## EXERCISE PROMPT
Wherever the string "instance" shows up in the records below, return that line.
*****
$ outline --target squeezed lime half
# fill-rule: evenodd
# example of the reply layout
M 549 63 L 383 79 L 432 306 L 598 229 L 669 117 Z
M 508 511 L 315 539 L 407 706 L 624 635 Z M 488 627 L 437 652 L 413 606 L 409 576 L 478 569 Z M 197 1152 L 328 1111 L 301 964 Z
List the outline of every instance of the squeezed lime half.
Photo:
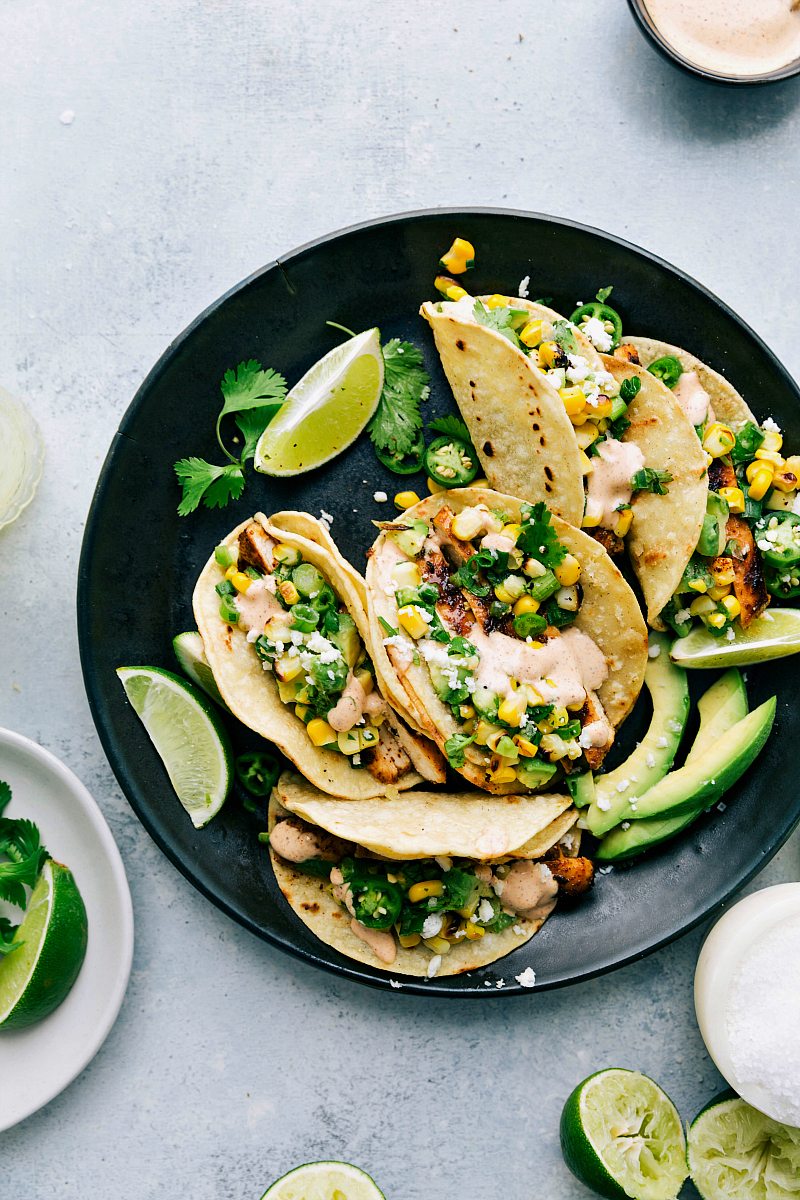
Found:
M 48 859 L 31 892 L 16 940 L 0 959 L 0 1029 L 22 1029 L 66 999 L 83 966 L 86 907 L 72 872 Z
M 703 1200 L 796 1200 L 800 1129 L 738 1097 L 717 1097 L 689 1129 L 689 1172 Z
M 800 609 L 769 608 L 735 637 L 714 637 L 698 625 L 672 643 L 669 656 L 680 667 L 748 667 L 800 653 Z
M 561 1114 L 564 1161 L 609 1200 L 675 1200 L 686 1141 L 666 1092 L 638 1071 L 612 1067 L 579 1083 Z
M 380 330 L 334 347 L 296 383 L 259 438 L 253 465 L 266 475 L 301 475 L 351 446 L 383 389 Z
M 188 633 L 179 633 L 172 639 L 172 649 L 178 660 L 178 666 L 184 675 L 202 688 L 220 708 L 227 708 L 217 687 L 217 681 L 208 665 L 203 639 L 196 629 Z
M 384 1200 L 384 1195 L 360 1167 L 315 1162 L 281 1176 L 261 1200 Z
M 199 688 L 160 667 L 118 667 L 125 693 L 161 756 L 170 782 L 196 829 L 228 798 L 233 779 L 230 740 Z

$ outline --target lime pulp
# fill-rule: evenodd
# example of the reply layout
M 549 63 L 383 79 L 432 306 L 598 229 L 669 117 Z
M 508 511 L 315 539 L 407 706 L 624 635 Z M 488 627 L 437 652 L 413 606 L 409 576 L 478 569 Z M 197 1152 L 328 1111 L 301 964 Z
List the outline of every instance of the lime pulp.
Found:
M 0 1029 L 21 1029 L 66 999 L 86 956 L 86 907 L 72 872 L 48 859 L 17 931 L 19 949 L 0 960 Z
M 217 687 L 217 681 L 208 665 L 203 639 L 196 629 L 188 633 L 179 633 L 172 639 L 172 649 L 178 660 L 178 666 L 184 675 L 202 688 L 220 708 L 227 708 Z
M 736 636 L 714 637 L 704 625 L 672 643 L 670 658 L 680 667 L 748 667 L 800 653 L 800 609 L 768 608 Z
M 800 1180 L 800 1129 L 744 1100 L 713 1100 L 689 1129 L 689 1171 L 703 1200 L 792 1200 Z
M 356 440 L 383 389 L 380 331 L 368 329 L 334 347 L 296 383 L 256 446 L 266 475 L 300 475 L 329 462 Z
M 561 1114 L 564 1161 L 609 1200 L 675 1200 L 686 1178 L 681 1119 L 638 1071 L 610 1068 L 578 1084 Z
M 118 667 L 125 693 L 161 756 L 196 829 L 225 803 L 233 779 L 230 740 L 199 688 L 160 667 Z
M 383 1192 L 359 1167 L 342 1162 L 305 1163 L 281 1176 L 261 1200 L 384 1200 Z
*****
## EXPECTED ANSWER
List the outline of every instance of the squeezed lime half.
List the outline of every instance of the lime pulp.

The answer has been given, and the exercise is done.